- **Task objective**: Locate every line in the material below that contains the word "water" and copy each one.

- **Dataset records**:
↓↓↓

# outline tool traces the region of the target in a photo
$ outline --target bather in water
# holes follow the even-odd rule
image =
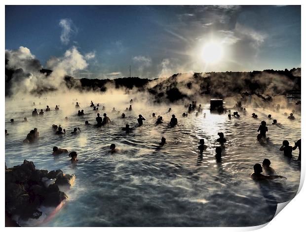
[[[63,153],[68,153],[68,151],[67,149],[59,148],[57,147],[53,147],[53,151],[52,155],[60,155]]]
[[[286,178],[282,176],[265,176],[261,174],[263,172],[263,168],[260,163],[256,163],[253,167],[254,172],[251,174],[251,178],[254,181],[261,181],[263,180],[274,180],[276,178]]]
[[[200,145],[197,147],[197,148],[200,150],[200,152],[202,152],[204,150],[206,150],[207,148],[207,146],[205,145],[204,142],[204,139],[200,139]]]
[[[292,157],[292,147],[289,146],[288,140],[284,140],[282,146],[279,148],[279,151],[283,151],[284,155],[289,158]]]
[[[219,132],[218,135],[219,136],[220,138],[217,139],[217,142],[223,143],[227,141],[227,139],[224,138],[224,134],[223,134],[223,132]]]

↑↑↑
↓↓↓

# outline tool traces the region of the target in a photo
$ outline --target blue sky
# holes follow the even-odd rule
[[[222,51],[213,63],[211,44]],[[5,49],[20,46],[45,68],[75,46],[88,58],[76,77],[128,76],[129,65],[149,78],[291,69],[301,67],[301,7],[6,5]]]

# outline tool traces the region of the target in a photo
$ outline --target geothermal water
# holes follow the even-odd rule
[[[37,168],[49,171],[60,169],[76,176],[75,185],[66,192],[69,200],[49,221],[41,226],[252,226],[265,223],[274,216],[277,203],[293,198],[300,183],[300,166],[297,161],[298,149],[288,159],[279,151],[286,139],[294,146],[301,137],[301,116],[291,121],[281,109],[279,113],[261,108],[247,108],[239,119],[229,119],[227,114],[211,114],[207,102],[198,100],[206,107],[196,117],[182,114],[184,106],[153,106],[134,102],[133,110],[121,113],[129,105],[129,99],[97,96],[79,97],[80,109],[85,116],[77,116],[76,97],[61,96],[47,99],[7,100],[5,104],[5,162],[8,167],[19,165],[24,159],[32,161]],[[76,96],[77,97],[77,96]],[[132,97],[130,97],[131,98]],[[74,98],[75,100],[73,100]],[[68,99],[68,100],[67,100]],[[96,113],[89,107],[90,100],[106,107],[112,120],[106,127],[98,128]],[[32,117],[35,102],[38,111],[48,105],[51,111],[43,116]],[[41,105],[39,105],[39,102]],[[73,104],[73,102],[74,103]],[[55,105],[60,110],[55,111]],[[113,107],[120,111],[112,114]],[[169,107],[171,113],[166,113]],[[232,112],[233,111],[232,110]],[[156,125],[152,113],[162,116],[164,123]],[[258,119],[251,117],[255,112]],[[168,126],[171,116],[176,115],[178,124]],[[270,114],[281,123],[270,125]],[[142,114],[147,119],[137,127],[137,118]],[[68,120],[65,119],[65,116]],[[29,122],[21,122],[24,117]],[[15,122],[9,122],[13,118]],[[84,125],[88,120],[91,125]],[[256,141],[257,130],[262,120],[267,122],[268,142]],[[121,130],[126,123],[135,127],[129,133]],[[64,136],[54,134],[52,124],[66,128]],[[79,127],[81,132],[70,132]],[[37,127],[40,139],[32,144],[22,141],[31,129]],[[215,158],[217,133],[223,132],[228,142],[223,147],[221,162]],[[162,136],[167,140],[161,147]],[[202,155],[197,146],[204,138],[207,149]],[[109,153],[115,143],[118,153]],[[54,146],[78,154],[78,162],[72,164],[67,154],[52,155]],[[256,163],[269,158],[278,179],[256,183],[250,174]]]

↑↑↑

- **Exercise result**:
$ outline --target bather in water
$ outline --target geothermal water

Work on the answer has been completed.